» ASSIGNED TASK: How many lines in these records hold the string "along"? State only that number.

» DATA:
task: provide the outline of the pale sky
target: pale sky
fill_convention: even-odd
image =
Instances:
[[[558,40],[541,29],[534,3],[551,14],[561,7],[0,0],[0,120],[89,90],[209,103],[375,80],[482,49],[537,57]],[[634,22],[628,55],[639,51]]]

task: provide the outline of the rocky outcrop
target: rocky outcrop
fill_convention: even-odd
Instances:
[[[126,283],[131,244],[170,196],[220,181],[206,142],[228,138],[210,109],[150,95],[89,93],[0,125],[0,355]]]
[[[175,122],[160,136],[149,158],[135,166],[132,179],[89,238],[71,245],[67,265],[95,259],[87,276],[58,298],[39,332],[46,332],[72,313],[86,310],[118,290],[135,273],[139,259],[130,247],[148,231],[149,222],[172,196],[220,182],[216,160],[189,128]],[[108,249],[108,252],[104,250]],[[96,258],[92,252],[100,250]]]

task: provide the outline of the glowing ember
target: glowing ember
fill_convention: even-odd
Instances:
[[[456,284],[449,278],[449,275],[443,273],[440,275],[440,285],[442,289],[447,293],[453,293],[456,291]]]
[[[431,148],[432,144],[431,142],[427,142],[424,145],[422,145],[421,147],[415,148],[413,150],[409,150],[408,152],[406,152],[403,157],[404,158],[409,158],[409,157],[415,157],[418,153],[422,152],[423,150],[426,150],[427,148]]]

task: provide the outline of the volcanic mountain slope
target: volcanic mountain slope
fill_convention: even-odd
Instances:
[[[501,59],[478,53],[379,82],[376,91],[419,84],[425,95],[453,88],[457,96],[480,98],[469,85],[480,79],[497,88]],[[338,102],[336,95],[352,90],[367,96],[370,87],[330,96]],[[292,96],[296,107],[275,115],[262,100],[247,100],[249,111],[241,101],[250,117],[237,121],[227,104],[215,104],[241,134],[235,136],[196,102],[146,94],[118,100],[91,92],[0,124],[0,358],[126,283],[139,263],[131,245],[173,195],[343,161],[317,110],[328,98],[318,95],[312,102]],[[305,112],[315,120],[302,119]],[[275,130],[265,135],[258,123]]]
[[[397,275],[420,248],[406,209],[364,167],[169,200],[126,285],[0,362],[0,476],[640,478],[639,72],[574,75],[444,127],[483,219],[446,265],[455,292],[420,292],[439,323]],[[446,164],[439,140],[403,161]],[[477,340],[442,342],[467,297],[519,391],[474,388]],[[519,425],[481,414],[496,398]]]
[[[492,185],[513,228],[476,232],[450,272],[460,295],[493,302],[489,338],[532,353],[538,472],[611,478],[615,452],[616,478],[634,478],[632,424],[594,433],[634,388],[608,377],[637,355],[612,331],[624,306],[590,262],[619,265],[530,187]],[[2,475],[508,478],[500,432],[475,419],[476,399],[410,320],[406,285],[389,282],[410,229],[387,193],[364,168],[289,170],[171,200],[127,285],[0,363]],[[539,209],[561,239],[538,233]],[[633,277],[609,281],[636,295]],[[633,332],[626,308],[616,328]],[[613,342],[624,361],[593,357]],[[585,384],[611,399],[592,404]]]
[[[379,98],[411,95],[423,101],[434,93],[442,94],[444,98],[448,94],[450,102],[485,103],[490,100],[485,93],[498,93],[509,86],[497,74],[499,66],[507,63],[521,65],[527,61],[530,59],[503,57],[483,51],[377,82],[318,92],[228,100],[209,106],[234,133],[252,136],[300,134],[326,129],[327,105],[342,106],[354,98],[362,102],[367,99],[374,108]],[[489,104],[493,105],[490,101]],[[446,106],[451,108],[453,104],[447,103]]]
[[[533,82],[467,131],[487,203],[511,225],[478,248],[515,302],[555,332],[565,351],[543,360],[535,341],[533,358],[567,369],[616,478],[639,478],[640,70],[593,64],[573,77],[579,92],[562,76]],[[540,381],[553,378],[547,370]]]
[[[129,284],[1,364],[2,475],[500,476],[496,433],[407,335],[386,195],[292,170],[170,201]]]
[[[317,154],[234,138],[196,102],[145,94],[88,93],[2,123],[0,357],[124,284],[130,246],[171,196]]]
---
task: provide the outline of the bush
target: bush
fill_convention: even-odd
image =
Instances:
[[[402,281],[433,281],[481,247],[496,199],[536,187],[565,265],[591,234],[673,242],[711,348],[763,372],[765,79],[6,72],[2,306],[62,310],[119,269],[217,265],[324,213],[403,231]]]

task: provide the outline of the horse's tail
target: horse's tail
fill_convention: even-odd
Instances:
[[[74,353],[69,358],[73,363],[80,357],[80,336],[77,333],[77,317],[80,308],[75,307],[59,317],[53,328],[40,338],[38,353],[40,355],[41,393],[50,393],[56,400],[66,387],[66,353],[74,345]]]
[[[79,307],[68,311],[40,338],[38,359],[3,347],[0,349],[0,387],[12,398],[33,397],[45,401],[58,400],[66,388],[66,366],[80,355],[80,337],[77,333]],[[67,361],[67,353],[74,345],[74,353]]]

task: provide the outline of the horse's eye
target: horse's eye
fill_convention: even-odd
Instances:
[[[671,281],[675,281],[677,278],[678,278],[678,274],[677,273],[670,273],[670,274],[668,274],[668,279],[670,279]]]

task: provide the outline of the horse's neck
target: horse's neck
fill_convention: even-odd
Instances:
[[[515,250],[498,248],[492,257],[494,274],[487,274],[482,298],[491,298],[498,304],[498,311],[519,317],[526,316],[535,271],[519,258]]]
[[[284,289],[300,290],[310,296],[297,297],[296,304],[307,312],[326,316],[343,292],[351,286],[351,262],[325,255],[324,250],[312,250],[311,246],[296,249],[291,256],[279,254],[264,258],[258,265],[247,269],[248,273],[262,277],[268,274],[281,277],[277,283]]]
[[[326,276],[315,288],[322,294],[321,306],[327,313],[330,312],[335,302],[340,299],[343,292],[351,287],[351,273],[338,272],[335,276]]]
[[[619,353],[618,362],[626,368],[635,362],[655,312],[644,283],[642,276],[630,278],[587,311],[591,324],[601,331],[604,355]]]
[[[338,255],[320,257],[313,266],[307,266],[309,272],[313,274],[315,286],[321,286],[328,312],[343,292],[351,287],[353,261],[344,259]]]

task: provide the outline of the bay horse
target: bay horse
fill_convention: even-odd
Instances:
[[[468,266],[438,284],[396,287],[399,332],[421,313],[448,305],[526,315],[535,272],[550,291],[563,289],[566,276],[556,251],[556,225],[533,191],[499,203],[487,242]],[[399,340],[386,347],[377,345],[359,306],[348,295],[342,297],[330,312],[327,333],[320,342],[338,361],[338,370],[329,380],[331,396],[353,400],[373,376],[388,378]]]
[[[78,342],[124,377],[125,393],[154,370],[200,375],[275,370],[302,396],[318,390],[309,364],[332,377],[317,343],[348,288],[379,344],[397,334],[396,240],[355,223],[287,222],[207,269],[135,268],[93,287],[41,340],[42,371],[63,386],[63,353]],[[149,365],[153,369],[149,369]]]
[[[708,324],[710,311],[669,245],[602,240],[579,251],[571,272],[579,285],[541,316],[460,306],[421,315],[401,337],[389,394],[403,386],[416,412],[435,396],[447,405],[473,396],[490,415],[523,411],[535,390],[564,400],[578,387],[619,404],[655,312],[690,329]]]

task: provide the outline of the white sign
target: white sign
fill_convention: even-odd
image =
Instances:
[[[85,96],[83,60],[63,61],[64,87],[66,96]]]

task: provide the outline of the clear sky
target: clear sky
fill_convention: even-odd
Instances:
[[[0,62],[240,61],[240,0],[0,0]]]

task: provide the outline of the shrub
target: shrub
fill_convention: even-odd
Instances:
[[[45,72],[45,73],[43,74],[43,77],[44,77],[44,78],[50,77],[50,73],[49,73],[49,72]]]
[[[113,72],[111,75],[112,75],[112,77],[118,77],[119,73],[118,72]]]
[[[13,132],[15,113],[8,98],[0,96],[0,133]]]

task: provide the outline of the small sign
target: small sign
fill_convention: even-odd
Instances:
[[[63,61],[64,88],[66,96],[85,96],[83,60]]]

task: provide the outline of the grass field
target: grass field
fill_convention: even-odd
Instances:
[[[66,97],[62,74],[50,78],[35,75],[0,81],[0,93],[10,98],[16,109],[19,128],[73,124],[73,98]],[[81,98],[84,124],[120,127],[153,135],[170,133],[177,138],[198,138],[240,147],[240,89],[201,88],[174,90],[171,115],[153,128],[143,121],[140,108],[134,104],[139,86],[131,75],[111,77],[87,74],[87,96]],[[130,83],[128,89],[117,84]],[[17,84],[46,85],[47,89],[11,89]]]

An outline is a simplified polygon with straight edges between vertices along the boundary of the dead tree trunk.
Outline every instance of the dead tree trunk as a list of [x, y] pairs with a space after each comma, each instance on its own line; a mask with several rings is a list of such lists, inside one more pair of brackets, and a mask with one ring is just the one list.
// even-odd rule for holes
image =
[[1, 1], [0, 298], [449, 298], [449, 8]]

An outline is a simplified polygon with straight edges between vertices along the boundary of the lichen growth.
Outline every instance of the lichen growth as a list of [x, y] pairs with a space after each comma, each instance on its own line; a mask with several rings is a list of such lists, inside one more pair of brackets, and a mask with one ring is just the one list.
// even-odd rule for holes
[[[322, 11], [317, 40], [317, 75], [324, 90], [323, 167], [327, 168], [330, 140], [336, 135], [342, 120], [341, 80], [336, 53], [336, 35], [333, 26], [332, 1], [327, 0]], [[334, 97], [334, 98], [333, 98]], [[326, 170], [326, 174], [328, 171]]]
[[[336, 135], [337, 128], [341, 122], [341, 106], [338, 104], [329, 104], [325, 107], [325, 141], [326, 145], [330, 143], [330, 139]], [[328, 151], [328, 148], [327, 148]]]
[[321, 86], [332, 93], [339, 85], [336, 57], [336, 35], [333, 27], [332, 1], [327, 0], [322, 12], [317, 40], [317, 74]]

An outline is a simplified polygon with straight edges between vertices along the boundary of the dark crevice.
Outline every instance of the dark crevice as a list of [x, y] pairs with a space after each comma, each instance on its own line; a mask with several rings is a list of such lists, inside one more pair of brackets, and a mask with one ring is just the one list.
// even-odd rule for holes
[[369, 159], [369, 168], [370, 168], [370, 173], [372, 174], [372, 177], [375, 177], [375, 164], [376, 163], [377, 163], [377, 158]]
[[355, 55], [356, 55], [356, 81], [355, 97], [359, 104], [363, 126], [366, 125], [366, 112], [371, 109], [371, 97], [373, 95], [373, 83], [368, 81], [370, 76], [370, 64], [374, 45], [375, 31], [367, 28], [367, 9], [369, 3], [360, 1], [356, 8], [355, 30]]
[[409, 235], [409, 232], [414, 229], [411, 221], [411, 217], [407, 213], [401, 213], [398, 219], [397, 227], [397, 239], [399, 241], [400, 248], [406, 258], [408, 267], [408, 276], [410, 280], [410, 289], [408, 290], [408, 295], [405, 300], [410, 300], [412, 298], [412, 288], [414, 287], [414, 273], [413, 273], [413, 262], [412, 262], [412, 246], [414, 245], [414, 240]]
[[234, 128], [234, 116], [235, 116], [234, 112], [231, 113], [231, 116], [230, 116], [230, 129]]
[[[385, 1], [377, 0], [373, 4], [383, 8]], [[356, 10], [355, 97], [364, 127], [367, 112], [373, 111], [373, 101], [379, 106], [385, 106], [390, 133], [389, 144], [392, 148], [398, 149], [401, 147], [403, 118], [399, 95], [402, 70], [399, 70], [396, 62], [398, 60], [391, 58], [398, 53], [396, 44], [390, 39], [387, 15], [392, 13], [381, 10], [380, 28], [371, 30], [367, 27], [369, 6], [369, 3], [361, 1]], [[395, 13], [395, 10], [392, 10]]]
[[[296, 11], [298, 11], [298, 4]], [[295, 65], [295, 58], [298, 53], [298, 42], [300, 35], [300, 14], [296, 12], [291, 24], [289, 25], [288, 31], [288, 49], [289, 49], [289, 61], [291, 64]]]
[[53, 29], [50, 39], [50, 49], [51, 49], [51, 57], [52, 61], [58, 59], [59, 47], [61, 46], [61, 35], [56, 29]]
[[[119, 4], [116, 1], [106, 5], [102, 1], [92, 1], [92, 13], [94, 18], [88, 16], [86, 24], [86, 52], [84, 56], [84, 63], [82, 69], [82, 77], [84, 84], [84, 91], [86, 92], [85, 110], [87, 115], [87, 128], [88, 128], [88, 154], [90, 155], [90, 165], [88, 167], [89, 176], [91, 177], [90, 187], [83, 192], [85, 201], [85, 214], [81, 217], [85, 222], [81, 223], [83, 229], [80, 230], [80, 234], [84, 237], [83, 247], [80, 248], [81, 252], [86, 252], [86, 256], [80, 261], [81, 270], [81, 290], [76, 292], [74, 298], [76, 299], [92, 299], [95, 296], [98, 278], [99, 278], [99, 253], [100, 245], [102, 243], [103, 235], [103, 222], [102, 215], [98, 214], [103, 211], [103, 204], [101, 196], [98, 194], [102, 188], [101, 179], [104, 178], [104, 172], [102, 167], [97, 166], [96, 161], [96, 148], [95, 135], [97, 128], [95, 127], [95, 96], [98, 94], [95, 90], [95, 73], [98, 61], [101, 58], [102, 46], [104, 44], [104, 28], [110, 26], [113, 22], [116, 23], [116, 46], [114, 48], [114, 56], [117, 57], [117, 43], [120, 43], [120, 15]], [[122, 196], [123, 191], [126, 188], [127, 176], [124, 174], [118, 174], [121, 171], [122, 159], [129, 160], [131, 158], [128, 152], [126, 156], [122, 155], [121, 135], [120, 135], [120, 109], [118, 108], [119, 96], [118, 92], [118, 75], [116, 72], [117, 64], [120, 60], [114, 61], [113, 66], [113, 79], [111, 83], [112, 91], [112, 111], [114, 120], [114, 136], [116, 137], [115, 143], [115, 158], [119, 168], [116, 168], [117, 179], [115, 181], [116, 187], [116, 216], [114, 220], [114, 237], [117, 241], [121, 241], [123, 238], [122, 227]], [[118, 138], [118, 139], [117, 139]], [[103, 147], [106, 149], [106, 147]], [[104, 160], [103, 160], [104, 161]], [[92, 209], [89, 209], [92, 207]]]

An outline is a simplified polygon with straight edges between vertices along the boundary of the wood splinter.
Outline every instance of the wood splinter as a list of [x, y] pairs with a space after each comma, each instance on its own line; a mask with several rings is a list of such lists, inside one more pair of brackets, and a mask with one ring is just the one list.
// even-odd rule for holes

» YOUR RESPONSE: 4